| Extracted material |
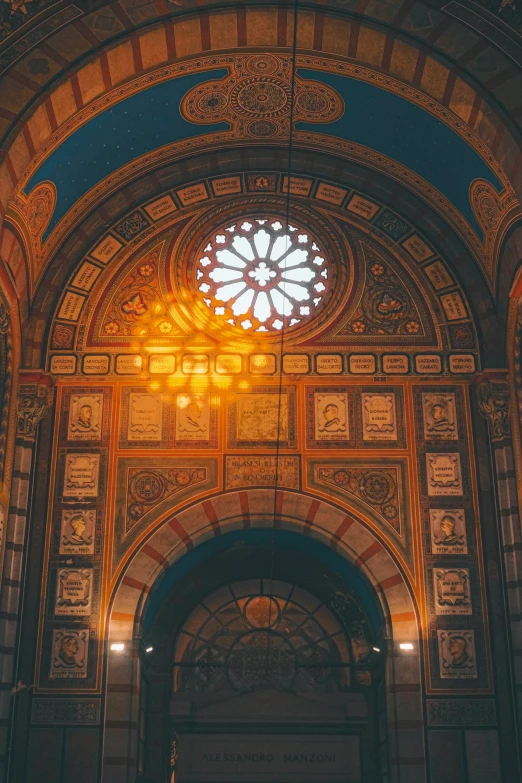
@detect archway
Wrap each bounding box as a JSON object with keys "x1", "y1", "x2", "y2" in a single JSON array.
[{"x1": 105, "y1": 490, "x2": 422, "y2": 783}]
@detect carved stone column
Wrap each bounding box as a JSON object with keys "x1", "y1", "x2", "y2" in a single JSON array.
[
  {"x1": 477, "y1": 376, "x2": 522, "y2": 734},
  {"x1": 0, "y1": 372, "x2": 53, "y2": 773}
]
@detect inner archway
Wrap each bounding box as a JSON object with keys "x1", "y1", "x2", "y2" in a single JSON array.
[{"x1": 135, "y1": 528, "x2": 390, "y2": 783}]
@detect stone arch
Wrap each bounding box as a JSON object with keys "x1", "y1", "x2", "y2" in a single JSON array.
[{"x1": 104, "y1": 489, "x2": 423, "y2": 783}]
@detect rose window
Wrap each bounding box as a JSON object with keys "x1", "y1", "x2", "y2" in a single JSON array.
[{"x1": 194, "y1": 217, "x2": 333, "y2": 332}]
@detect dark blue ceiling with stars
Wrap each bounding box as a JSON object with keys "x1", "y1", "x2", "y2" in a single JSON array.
[{"x1": 25, "y1": 67, "x2": 502, "y2": 240}]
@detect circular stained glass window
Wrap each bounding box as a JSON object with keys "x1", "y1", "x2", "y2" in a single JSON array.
[{"x1": 194, "y1": 216, "x2": 334, "y2": 333}]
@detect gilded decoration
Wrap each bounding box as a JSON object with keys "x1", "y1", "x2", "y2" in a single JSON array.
[
  {"x1": 310, "y1": 462, "x2": 403, "y2": 536},
  {"x1": 307, "y1": 457, "x2": 411, "y2": 567},
  {"x1": 470, "y1": 179, "x2": 518, "y2": 273},
  {"x1": 56, "y1": 182, "x2": 479, "y2": 354},
  {"x1": 99, "y1": 243, "x2": 177, "y2": 339},
  {"x1": 126, "y1": 467, "x2": 208, "y2": 532},
  {"x1": 181, "y1": 54, "x2": 344, "y2": 139},
  {"x1": 13, "y1": 53, "x2": 515, "y2": 287},
  {"x1": 20, "y1": 181, "x2": 56, "y2": 276},
  {"x1": 331, "y1": 237, "x2": 436, "y2": 345}
]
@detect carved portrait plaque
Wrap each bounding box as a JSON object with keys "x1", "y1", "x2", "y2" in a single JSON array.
[
  {"x1": 314, "y1": 393, "x2": 349, "y2": 441},
  {"x1": 63, "y1": 455, "x2": 100, "y2": 497},
  {"x1": 128, "y1": 393, "x2": 162, "y2": 441},
  {"x1": 59, "y1": 510, "x2": 95, "y2": 555},
  {"x1": 237, "y1": 393, "x2": 288, "y2": 442},
  {"x1": 176, "y1": 393, "x2": 210, "y2": 442},
  {"x1": 430, "y1": 509, "x2": 467, "y2": 554},
  {"x1": 438, "y1": 630, "x2": 477, "y2": 679},
  {"x1": 422, "y1": 393, "x2": 458, "y2": 440},
  {"x1": 426, "y1": 454, "x2": 463, "y2": 495},
  {"x1": 50, "y1": 629, "x2": 88, "y2": 679},
  {"x1": 67, "y1": 394, "x2": 102, "y2": 440},
  {"x1": 362, "y1": 394, "x2": 397, "y2": 440},
  {"x1": 433, "y1": 568, "x2": 472, "y2": 615},
  {"x1": 55, "y1": 569, "x2": 93, "y2": 616}
]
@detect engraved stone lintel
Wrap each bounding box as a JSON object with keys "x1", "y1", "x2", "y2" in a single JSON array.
[
  {"x1": 16, "y1": 373, "x2": 54, "y2": 438},
  {"x1": 32, "y1": 698, "x2": 101, "y2": 725},
  {"x1": 477, "y1": 380, "x2": 511, "y2": 441}
]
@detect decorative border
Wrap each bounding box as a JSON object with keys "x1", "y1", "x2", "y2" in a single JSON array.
[{"x1": 46, "y1": 175, "x2": 479, "y2": 359}]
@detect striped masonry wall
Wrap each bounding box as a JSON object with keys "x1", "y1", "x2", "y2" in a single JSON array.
[
  {"x1": 493, "y1": 440, "x2": 522, "y2": 725},
  {"x1": 0, "y1": 374, "x2": 51, "y2": 781},
  {"x1": 104, "y1": 489, "x2": 423, "y2": 783},
  {"x1": 0, "y1": 437, "x2": 35, "y2": 777},
  {"x1": 478, "y1": 378, "x2": 522, "y2": 758}
]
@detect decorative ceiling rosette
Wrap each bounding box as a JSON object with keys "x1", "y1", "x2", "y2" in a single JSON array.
[{"x1": 181, "y1": 54, "x2": 344, "y2": 139}]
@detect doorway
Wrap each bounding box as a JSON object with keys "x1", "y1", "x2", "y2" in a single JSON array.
[{"x1": 137, "y1": 530, "x2": 387, "y2": 783}]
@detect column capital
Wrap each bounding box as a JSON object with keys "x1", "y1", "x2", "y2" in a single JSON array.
[
  {"x1": 16, "y1": 371, "x2": 54, "y2": 439},
  {"x1": 476, "y1": 378, "x2": 511, "y2": 441}
]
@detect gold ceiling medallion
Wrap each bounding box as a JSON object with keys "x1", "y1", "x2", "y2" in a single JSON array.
[{"x1": 180, "y1": 54, "x2": 344, "y2": 139}]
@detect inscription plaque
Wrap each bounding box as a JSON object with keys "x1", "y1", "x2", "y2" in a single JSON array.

| Task |
Quote exactly what appears from the line containing "gold ceiling medallion" through the final line of the listing above, including both of those lines.

| Completed task |
@detect gold ceiling medallion
Wrap each bounding box as a JSON object with keys "x1", "y1", "x2", "y2" in a single JSON array.
[{"x1": 180, "y1": 54, "x2": 344, "y2": 139}]
@detect inscription plaque
Wrap each bounding box as a JSON object with keys "x1", "y1", "x2", "y2" in a single JSON array.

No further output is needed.